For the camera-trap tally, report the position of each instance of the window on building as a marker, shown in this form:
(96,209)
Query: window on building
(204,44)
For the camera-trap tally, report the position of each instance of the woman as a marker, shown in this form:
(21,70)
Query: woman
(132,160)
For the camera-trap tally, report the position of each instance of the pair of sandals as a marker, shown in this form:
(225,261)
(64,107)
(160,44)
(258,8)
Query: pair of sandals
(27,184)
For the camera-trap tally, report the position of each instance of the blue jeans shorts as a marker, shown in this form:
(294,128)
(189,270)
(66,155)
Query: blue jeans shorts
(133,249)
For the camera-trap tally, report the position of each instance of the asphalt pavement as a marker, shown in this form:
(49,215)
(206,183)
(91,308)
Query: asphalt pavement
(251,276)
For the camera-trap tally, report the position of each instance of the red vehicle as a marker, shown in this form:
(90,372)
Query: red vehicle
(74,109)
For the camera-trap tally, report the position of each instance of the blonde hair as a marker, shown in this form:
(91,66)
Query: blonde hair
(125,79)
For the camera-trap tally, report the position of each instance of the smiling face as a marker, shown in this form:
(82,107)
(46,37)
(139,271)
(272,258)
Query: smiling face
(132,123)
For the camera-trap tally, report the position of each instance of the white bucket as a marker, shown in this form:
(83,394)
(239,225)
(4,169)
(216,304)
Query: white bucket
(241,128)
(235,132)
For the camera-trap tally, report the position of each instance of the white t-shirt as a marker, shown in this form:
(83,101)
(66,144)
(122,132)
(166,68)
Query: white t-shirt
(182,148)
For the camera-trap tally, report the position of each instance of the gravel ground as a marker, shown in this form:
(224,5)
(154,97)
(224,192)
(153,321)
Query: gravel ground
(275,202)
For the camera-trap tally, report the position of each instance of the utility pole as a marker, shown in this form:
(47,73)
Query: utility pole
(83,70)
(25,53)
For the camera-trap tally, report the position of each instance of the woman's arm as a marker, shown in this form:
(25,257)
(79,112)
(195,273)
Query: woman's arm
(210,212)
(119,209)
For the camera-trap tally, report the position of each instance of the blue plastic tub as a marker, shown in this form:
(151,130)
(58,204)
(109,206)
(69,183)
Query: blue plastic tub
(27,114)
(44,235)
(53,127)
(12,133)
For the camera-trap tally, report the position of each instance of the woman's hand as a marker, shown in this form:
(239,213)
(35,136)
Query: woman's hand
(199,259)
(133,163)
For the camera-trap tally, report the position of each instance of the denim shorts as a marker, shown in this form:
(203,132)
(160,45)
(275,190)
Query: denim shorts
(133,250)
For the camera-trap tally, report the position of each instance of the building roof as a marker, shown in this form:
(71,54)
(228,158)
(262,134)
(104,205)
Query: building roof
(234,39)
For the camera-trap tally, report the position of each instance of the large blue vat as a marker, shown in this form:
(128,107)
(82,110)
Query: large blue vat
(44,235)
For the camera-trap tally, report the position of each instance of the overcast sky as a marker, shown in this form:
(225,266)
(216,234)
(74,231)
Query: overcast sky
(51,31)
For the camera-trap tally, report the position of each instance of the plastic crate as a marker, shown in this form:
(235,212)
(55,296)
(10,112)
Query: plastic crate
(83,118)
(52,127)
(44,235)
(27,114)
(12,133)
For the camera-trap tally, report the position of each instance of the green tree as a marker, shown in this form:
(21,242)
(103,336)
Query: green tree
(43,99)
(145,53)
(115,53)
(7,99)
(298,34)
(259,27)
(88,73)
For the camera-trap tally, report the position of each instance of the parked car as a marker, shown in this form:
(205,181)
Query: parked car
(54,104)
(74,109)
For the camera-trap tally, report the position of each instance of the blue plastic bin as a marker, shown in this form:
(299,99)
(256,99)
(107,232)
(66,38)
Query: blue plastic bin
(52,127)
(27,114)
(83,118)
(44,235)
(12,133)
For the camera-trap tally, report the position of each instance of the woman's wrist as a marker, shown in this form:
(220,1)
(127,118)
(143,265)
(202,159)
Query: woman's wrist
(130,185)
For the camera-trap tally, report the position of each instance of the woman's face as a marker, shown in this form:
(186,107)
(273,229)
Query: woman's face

-=-=-

Make an exact copy of the data above.

For the camera-trap tally, report the position of each instance of the window on building as a marker, shown in this form:
(96,209)
Query: window on building
(204,44)
For the camera-trap tally, report the position of each instance of the woman as a marker, shown in this form:
(21,70)
Query: woman
(132,160)
For the camera-trap tally, report the position of each instance of the pair of sandals as a marker, shown in this form:
(225,261)
(64,107)
(160,44)
(258,8)
Query: pair of sandals
(27,184)
For the camera-trap tally, report the position of each instance of the blue jeans shorts as a marker, shown in this form:
(294,128)
(189,270)
(66,155)
Query: blue jeans shorts
(133,249)
For the camera-trap tally, report the position of each instance of the asphalt pavement as a marker, shown in this form:
(49,215)
(206,183)
(91,308)
Query: asphalt pavement
(251,276)
For the camera-trap tally, report the position of each instance of the red vehicle as a marker, shown in this form:
(90,372)
Query: red vehicle
(74,109)
For the camera-trap tally, report the position of each instance of the blonde hair as a marker, shown in this form:
(91,66)
Query: blonde hair
(125,79)
For the camera-trap tally, report the position of each instance of the smiling face as a marker, shown in this form:
(82,107)
(46,37)
(139,271)
(272,258)
Query: smiling face
(132,123)
For the camera-trap tally, report the position of each instance of the white bucket as a marker, shown in this form:
(83,394)
(239,225)
(4,169)
(216,304)
Query: white bucket
(241,128)
(235,132)
For the camera-trap tally, report the position of each instance of the white t-shirt as a marker, shown in this form:
(83,101)
(66,144)
(122,132)
(166,68)
Query: white t-shirt
(182,148)
For the camera-trap tally, report the position of each instance of the gravel ground as a marker, shown in this form:
(224,5)
(154,97)
(224,192)
(153,321)
Query: gravel ground
(275,202)
For the camera-trap tally, report the position of each instance of the utility pole as a marker, shown in this form:
(47,73)
Query: utility pole
(83,70)
(25,53)
For the camera-trap tally, report the position of each instance of the woman's arm as a marker, shown in this form:
(25,257)
(79,112)
(195,273)
Query: woman's arm
(210,212)
(119,209)
For the camera-trap tally, report the position of each instance of the blue plastic tub as a marker, shown in this form:
(151,130)
(58,204)
(109,206)
(69,183)
Query: blue plastic tub
(27,114)
(44,235)
(53,127)
(12,133)
For the camera-trap tally, report the position of each instance of the woman's hand as a marker, shown in this form:
(239,213)
(35,136)
Query: woman's hand
(199,259)
(133,163)
For the camera-trap tally, report the position of each instance of the denim shorts as a marker, shown in this form:
(203,132)
(160,45)
(275,190)
Query: denim shorts
(133,250)
For the camera-trap tally, report the position of each instance of the building roof as a marker, shown in this form:
(71,54)
(228,158)
(262,134)
(104,205)
Query: building roof
(234,39)
For the camera-trap tally, report the position of each instance of the large blue vat as a marker, shown in this form:
(128,107)
(82,110)
Query: large blue vat
(44,235)
For the camera-trap tally, report the position of each instance of the overcast sky as a marker, shown in this form:
(225,266)
(216,234)
(74,231)
Query: overcast sky
(51,31)
For the camera-trap tally, report the position of each instance of the plastic crate as a marker, shown in this form:
(235,212)
(55,296)
(10,112)
Query: plastic crate
(83,118)
(52,127)
(44,235)
(27,114)
(12,133)
For the camera-trap tally, report the position of each instance of the green tree as a marker, shown in this form:
(21,242)
(103,336)
Query: green tree
(43,99)
(145,53)
(115,53)
(7,99)
(298,34)
(259,27)
(88,73)
For the camera-trap tally, report the position of each instance of the parked car as a marker, shown in this form:
(205,181)
Query: parked car
(54,104)
(74,109)
For the camera-trap tally, report the position of each instance of the blue plastic bin as a marker, shown in this form:
(299,99)
(256,99)
(107,232)
(66,38)
Query: blue plastic bin
(52,127)
(27,114)
(83,118)
(44,235)
(12,133)
For the camera-trap tally, report the position of each instance of the woman's wrist as a marker, shown in this form:
(220,1)
(127,118)
(143,265)
(202,159)
Query: woman's wrist
(130,185)
For the camera-trap tally, report the position of each instance of the woman's face as a marker, shown in this form:
(186,107)
(273,229)
Query: woman's face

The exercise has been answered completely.